==== TEXT PASSAGE ====

As a society, we place quite a bit of importance on trusting our gut. Struggling with a big decision? Tune in to your gut. Not sure if the person you’re dating is “the one?” No worries, your gut will lead the way. While there are proven benefits of trusting gut feelings, in my experience as a person with anxiety, it’s hard to whether your intuition is doing the talking…or your anxiety. (Anyone else ever spent hours Googling symptoms, convincing yourself that you have a terminal disease, only to have the doctor break the news that it’s just a yeast infection? Or…just me?)
Alison Stone, LCSW, a holistic psychotherapist based in New York, says that while anxiety can indeed throw our instincts for a loop, we shouldn’t ignore it entirely. “Remember that anxiety is our brain’s way of scanning for possible threats or danger,” she says. “Anxiety often comes up when we consciously or unconsciously are searching for meaning in a certain event.”
Does that mean we should assume our brain’s anxious assessment is accurate? No way. “I like to think of anxiety as a reaction, not reality,” Stone says. “We are constantly reacting internally to what is being presented to us in the world, and anxiety is a common response to the stressors we encounter.” In other words, your anxiety is probably a reaction to something—but it doesn’t necessarily have much to do with the situation you’re feeling anxious about. And that disconnect can put you way out of touch with your true “gut” instincts, so to speak.
So how can you get back in touch with your intuition when you struggle with anxiety? Start with these expert-approved steps.
1. Step away from common anxiety triggers.
This might seem obvious, but it’s essential if you want to reestablish a relationship with your intuition. “Anything that escalates your anxiety will bring you further away from your gut,” says Stone. “For some people that’s social media. For others, it’s the Internet—WebMD is a popular one.” (Guilty as charged.) Mood-altering substances can also affect a person’s anxiety levels. “Anything from alcohol and marijuana to coffee can bring you further from your instincts,” Stone adds.
Of course, cutting out the Internet and all recreational substances isn’t realistic for everyone. “For many people, being told to eliminate these things entirely is anxiety provoking in its own way. And that might not be necessary,” Stone says. She suggests playing around with reducing your use of things that make you anxious to find a happy medium (without becoming a Luddite). “For example, if you suspect that you feel anxious the day after you drink, experiment with reducing your alcohol intake and see if that helps,” she suggests. Or maybe experiment with using social media only on the weekends, if that’s something that triggers your anxiety. Once you have a real understanding of how these things are impacting you, you can make the changes you see fit.
2. Pause and ground yourself.

==== ENTRIES SHOWN ====

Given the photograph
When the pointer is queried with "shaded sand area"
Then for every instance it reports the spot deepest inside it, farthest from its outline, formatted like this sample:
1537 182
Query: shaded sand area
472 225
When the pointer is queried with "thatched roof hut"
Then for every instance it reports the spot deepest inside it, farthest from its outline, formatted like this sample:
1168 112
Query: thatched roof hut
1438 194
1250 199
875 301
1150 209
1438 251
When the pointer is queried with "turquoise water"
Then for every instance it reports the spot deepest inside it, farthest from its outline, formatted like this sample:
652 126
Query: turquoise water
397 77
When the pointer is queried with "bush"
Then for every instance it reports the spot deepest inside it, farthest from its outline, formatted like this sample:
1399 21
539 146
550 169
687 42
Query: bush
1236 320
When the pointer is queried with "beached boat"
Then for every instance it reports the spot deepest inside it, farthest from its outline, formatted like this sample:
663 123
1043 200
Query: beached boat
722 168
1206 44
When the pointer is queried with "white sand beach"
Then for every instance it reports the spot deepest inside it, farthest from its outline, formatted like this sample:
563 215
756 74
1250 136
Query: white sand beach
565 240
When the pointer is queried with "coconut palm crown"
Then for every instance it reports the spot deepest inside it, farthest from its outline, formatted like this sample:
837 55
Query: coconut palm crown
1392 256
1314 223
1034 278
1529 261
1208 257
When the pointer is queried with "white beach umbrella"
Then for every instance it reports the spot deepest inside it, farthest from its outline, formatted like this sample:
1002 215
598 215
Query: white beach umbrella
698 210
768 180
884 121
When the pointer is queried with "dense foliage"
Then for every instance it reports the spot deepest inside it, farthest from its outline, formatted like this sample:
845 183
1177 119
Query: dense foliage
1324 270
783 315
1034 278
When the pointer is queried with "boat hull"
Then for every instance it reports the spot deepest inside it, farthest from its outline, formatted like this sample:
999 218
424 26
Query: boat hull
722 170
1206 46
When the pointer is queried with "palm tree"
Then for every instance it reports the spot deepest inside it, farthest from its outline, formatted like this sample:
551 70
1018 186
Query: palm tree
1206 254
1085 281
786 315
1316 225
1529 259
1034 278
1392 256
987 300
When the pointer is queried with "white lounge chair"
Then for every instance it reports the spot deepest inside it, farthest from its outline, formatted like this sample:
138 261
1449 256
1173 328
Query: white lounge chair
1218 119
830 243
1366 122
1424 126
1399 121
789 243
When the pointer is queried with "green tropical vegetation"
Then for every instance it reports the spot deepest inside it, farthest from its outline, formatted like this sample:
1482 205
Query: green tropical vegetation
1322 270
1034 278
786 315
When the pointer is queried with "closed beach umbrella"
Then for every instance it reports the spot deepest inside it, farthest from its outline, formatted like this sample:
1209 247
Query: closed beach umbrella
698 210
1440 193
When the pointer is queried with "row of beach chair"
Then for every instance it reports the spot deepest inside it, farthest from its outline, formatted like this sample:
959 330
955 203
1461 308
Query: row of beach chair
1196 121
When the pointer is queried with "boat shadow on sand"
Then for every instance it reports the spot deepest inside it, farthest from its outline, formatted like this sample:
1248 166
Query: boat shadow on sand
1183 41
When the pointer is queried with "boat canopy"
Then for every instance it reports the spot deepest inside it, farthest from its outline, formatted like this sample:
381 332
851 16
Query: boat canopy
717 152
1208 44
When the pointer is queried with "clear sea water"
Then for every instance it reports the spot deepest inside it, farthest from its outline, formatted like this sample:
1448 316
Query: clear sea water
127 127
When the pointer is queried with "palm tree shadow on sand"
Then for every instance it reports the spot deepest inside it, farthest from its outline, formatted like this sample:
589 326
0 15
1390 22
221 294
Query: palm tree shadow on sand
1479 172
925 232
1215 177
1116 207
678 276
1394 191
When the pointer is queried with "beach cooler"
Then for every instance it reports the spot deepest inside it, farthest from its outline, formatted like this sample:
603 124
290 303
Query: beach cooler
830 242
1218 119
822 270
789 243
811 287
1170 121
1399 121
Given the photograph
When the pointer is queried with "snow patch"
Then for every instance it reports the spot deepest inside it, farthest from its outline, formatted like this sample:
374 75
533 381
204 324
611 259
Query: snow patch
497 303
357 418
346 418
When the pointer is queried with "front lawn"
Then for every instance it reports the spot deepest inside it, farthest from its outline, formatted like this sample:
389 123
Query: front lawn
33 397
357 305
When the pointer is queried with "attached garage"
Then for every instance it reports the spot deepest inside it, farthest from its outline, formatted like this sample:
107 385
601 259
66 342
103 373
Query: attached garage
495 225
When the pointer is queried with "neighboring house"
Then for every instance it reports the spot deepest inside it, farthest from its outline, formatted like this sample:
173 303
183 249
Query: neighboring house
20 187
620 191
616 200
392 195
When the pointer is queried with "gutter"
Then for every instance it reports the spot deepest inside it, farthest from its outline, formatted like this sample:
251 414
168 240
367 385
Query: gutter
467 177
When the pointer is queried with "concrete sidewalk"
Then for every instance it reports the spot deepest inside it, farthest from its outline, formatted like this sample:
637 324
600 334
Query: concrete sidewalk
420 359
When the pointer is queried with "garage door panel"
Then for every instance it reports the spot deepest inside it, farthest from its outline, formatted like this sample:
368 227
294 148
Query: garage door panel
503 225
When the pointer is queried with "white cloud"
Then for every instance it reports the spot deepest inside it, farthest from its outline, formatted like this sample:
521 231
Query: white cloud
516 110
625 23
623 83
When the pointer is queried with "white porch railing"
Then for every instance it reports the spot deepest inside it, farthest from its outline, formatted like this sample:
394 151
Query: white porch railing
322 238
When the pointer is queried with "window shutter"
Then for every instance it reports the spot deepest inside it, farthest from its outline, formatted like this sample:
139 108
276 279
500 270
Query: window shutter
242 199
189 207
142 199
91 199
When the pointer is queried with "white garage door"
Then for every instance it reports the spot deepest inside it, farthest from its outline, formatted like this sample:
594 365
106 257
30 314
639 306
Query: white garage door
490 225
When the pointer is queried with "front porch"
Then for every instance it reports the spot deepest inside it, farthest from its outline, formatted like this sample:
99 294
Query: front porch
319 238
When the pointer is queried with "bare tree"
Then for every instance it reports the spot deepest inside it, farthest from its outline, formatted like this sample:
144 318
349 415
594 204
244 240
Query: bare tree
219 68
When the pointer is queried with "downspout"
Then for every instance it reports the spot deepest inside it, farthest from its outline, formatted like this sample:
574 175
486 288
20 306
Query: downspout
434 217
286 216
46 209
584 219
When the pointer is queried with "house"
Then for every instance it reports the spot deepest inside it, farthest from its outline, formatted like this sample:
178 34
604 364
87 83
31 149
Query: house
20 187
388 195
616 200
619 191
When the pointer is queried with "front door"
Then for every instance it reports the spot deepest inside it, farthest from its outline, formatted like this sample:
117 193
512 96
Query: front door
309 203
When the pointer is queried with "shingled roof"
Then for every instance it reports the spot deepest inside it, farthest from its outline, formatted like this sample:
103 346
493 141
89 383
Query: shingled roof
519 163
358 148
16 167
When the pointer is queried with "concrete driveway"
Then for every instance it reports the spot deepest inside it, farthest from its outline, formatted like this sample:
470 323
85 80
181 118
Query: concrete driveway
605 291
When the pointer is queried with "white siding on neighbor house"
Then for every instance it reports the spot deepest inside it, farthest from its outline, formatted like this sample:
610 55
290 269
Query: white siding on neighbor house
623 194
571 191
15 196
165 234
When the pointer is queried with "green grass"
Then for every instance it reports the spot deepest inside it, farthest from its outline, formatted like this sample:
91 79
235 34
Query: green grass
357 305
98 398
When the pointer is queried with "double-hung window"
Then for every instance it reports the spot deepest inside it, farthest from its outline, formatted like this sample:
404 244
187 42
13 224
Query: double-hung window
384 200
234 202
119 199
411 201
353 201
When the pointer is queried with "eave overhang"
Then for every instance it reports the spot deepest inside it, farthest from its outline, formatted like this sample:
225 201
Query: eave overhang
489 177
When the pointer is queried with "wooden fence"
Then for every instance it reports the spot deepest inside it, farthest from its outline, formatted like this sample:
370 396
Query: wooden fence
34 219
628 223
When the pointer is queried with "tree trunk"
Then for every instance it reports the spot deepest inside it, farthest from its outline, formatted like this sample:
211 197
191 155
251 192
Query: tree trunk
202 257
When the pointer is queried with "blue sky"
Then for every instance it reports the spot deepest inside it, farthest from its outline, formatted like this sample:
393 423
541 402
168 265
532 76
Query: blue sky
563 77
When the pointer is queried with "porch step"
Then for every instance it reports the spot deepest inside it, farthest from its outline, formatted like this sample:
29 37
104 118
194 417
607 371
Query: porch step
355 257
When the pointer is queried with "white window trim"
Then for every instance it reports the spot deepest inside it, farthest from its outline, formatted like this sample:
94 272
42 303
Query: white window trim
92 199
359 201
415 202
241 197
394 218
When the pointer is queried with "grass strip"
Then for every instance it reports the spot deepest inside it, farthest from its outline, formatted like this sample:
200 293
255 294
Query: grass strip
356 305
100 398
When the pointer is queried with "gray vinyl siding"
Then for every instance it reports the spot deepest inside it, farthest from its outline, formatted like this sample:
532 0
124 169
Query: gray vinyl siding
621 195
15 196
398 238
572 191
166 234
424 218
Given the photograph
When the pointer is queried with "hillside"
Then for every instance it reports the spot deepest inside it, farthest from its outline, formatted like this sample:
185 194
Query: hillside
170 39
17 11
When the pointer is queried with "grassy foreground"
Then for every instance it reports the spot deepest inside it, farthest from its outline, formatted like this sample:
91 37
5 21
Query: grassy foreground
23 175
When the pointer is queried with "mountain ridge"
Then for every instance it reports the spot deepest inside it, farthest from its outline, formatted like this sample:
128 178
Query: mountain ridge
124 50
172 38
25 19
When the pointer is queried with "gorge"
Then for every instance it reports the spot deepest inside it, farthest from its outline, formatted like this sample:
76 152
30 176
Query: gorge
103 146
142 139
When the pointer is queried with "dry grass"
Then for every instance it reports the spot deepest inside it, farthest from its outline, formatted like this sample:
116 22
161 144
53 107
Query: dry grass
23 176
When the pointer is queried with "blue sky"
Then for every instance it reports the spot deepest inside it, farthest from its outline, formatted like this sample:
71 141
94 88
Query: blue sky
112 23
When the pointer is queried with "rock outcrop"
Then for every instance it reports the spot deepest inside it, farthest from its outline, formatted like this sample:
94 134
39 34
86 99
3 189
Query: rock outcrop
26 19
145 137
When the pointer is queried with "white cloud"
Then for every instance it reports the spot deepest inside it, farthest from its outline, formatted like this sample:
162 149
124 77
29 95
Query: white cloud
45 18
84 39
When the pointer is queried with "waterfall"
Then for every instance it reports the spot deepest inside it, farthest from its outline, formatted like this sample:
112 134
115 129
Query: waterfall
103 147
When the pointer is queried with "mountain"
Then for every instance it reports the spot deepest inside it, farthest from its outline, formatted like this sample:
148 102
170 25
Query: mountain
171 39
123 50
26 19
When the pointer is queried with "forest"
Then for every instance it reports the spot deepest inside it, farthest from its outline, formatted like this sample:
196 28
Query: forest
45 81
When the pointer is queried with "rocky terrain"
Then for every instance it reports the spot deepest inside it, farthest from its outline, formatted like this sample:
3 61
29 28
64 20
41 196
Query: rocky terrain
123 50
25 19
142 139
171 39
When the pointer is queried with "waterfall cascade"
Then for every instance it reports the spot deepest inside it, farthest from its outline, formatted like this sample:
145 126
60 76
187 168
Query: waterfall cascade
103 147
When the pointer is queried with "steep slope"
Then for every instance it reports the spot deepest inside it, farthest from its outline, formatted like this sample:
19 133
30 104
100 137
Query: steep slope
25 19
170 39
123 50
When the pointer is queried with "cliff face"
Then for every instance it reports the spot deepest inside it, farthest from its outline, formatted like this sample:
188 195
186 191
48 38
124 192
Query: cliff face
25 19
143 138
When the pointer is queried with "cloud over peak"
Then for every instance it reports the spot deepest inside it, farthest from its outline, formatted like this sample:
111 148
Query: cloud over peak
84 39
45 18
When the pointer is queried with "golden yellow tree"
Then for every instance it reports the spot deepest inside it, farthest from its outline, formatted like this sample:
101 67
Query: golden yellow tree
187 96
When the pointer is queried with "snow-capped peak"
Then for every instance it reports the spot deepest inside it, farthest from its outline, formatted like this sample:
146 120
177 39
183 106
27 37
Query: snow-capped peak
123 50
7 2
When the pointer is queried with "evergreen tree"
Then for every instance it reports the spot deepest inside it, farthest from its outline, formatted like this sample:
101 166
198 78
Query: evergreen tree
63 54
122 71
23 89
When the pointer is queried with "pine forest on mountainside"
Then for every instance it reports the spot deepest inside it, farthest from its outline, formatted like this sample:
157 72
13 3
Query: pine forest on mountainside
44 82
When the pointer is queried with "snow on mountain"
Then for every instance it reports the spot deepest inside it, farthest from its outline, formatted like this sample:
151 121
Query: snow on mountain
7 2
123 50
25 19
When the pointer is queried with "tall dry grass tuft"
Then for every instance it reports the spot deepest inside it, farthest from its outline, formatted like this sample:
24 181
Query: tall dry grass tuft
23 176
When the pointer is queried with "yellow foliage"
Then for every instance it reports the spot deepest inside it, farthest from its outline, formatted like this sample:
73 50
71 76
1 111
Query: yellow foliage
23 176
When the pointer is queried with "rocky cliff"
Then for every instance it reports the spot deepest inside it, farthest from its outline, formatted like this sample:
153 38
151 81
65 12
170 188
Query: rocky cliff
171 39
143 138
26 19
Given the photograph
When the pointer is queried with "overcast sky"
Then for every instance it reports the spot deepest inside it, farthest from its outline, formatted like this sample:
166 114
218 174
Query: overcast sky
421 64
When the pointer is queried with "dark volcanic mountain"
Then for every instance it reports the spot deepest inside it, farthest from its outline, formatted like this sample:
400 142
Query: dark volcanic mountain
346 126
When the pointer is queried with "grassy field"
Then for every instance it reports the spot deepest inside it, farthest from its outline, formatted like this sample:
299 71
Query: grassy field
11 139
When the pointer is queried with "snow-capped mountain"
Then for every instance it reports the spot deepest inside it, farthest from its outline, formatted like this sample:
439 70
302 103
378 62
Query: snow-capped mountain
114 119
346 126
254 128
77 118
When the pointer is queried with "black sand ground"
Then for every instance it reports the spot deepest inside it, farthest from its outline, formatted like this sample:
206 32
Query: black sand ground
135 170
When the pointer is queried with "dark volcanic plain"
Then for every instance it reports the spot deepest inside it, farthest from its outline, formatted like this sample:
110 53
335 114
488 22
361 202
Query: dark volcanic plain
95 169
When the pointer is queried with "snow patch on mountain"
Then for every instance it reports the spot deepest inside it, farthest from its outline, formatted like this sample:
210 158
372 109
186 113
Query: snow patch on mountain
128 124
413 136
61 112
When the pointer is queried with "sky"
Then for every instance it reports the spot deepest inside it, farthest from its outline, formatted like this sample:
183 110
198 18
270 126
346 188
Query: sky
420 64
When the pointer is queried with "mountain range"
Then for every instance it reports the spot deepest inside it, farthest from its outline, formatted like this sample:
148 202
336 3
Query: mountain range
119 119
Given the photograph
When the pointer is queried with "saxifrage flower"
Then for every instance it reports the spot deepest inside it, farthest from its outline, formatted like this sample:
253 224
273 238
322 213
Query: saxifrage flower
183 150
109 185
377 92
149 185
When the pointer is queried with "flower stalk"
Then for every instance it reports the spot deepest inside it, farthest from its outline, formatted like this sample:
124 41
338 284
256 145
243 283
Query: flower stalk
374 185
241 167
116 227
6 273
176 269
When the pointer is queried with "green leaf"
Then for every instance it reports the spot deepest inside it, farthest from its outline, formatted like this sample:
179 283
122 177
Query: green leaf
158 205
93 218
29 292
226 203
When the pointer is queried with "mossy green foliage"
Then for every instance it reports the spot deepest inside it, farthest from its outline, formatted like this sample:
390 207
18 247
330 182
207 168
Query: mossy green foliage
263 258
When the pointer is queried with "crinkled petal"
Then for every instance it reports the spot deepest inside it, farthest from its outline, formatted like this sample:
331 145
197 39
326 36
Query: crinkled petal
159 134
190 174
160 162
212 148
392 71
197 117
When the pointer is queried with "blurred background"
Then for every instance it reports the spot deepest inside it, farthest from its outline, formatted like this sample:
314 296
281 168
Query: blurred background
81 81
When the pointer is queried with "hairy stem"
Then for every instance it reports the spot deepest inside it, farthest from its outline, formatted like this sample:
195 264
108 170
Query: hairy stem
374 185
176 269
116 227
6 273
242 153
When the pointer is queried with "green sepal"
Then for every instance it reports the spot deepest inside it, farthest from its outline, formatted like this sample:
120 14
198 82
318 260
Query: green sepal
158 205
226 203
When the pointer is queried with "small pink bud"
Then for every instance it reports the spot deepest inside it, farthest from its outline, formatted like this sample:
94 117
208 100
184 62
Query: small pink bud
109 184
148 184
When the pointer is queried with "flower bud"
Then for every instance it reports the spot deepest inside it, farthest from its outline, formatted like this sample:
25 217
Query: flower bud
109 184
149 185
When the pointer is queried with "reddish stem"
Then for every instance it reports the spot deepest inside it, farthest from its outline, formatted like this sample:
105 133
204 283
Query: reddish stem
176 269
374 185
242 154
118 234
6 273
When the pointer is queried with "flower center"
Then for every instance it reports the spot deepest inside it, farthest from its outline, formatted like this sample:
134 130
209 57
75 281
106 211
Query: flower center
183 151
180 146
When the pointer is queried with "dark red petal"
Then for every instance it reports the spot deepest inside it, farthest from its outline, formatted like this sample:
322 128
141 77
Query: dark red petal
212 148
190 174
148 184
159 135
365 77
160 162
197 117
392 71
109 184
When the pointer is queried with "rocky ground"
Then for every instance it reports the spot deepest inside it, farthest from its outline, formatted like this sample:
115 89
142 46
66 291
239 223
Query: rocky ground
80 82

====

PROBLEMS TO WORK ON:
(a) Which mood-altering substances does Stone name in the article on anxiety and intuition as able to bring you further from your instincts?
(b) Could you carry on the article on anxiety and intuition from its last line?

PER-TASK OUTPUTS:
(a) Alcohol, marijuana, and coffee.

(b)
In our culture of go-go-go, we often forget about the importance of stopping. But this is especially important if you’re stuck in an anxiety cycle and can’t get a grip on the reality of the situation. The quickest way is through calming breaths, says psychotherapist Shira Myrow, LMFT.
“Notice where the anxiety is sitting in your body. Observe the places of tension, and try to soften them with deep breaths.” This will help activate the parasympathetic nervous system, which shifts you out of flight-or-fight mode. When this happens, the anxious mind slows down and you’re able to create internal space to get a grip on what’s actually happening versus what your anxiety thinks is happening.
This doesn’t have to be a quick fix kind of situation, either—regularly incorporating grounding activities in your routine can help you carve out space every day to come back to your body and your true instincts, adds Myrow. She recommends yoga, meditation, or even listening to music.
3. Train yourself to listen to other stories.
Our brains are great storytellers, and they can get especially creative when we have anxiety. (“Everyone is in a conspiracy to hate me at this party!” “My partner hasn’t texted back because they decided to break things off without telling me!”) When you’re trying to get back in touch with your gut, naturopathic doctor Erica Matluck, ND, suggests taking pen to paper and writing down a different narrative from the one your anxiety is trying to feed you.
“If your mind is caught in a story of anticipation about the future, try writing down as many possibilities as you can think of and tell yourself a different story,” she suggests. “It doesn’t matter if the story is true or not. Its purpose is to become aware of how your mind is fueling your anxiety. Once the mind settles down and stops fixating on the worst case scenario, sit in meditation for 10 minutes and your instincts will be more clear.” Over time, this exercise can help you sift through what’s real and what’s less so.